**SHORT TASK**. From the entries below, pull out each line that contains the string "blurred", matching case exactly.

======== STORED ROWS

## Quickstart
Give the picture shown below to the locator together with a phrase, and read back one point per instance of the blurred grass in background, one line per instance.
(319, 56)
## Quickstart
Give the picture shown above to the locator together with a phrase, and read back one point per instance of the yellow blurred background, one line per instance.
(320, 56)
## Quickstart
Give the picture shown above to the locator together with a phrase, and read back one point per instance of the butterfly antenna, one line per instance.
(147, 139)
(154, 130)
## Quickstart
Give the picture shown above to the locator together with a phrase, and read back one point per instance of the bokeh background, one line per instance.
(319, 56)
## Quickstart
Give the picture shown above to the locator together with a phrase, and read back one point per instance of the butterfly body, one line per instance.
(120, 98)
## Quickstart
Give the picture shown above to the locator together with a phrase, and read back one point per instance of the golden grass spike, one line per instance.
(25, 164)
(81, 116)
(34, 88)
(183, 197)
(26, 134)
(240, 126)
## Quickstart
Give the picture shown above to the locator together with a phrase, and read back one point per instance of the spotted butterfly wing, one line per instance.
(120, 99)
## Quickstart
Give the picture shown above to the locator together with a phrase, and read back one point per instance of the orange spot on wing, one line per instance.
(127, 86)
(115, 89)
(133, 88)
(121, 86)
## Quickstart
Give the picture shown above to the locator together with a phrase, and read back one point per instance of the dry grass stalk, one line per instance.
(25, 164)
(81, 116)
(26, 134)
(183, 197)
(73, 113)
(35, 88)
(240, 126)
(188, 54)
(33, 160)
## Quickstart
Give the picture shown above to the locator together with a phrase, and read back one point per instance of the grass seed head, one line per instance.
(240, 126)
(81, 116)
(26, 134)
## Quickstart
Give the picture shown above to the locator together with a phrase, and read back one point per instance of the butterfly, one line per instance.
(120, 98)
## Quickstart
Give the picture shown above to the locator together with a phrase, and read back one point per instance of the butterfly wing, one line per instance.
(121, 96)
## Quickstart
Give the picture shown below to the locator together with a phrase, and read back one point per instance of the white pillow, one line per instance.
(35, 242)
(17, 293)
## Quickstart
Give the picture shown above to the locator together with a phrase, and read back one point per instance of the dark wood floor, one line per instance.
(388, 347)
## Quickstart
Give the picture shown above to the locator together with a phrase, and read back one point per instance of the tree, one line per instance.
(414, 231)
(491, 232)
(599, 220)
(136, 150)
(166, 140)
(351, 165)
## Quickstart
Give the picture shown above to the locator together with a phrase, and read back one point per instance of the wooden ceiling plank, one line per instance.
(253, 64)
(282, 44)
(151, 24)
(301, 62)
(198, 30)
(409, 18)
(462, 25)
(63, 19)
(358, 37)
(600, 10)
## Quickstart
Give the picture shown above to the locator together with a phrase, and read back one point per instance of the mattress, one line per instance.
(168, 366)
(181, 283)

================

**WRITTEN RESPONSE**.
Give the picture shown below to the locator together with a phrase, and read back one point per instance of the blurred grass in background, one line per instance.
Give the picture shown above to the locator together with a phrase, and read back one point per instance of the yellow blurred background, one line per instance.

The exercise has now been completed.